Can you reproduce the entries from the very first line through the line containing "279], [42, 265]]", that line included, with the requests kept and every coordinate in the answers shifted up by 35? Omit the pictures from your answer.

▼

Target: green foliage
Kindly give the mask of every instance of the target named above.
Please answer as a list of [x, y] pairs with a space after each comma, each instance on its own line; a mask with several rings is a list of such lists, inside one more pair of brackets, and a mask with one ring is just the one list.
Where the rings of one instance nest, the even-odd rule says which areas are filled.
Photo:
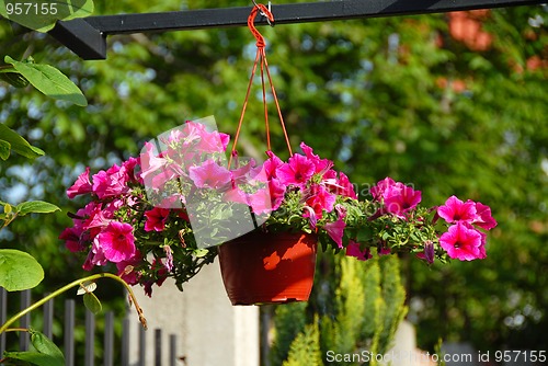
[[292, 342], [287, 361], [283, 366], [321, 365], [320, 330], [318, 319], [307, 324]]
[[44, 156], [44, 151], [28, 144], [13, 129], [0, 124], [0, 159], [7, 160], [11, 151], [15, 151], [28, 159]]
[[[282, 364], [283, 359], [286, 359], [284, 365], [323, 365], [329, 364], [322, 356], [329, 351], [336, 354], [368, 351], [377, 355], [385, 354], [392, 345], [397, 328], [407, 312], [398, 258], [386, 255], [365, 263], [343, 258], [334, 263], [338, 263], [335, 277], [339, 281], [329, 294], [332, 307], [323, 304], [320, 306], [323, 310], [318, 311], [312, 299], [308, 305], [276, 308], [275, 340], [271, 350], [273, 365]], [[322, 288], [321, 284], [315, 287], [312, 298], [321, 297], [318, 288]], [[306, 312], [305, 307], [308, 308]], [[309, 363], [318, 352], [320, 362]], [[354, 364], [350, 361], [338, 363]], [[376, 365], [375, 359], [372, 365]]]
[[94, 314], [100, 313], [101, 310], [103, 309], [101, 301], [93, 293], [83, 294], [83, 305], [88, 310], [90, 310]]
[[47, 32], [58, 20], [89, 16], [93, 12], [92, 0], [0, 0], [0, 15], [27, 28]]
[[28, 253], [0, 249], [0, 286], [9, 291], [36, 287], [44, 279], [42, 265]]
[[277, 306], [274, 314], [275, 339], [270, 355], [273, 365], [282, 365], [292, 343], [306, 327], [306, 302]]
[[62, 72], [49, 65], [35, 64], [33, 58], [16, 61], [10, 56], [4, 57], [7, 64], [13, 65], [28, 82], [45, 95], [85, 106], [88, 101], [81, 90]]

▲

• Written response:
Target: green foliage
Kindly give the mask of every instance of the target named above.
Please answer as a list of [x, y] pairs with a space after each comma, each instance on its own line; a mask with several rings is a list of such lists, inside one more pair of brackets, and a mask with one ring is just the one list.
Where the rings of one instance nest, the even-odd rule says which areas are filled.
Photo:
[[327, 377], [322, 396], [318, 401], [356, 400], [355, 365], [353, 354], [342, 359]]
[[79, 191], [79, 186], [63, 179], [48, 164], [35, 159], [35, 194], [42, 195], [46, 186], [50, 186], [63, 194]]
[[[317, 399], [318, 394], [321, 394], [319, 400], [358, 400], [364, 399], [357, 391], [364, 386], [371, 389], [403, 386], [412, 390], [420, 389], [427, 380], [432, 363], [442, 347], [433, 293], [421, 290], [400, 298], [378, 293], [369, 298], [373, 298], [370, 312], [374, 316], [364, 329], [367, 342], [358, 339], [355, 341], [358, 345], [353, 346], [347, 334], [343, 340], [311, 343], [310, 375], [306, 385], [308, 400]], [[357, 323], [356, 319], [350, 322], [347, 333], [356, 332], [353, 323]], [[341, 347], [340, 342], [343, 343]], [[344, 398], [353, 387], [355, 397]], [[389, 399], [385, 396], [373, 398]], [[411, 400], [410, 394], [407, 400]]]
[[129, 349], [135, 348], [136, 345], [138, 344], [136, 336], [128, 328], [118, 329], [118, 340], [123, 345], [125, 345]]
[[82, 67], [93, 55], [124, 51], [128, 47], [127, 35], [35, 35], [35, 50], [62, 63]]
[[63, 288], [35, 284], [35, 321], [44, 326], [71, 322], [79, 314], [77, 300]]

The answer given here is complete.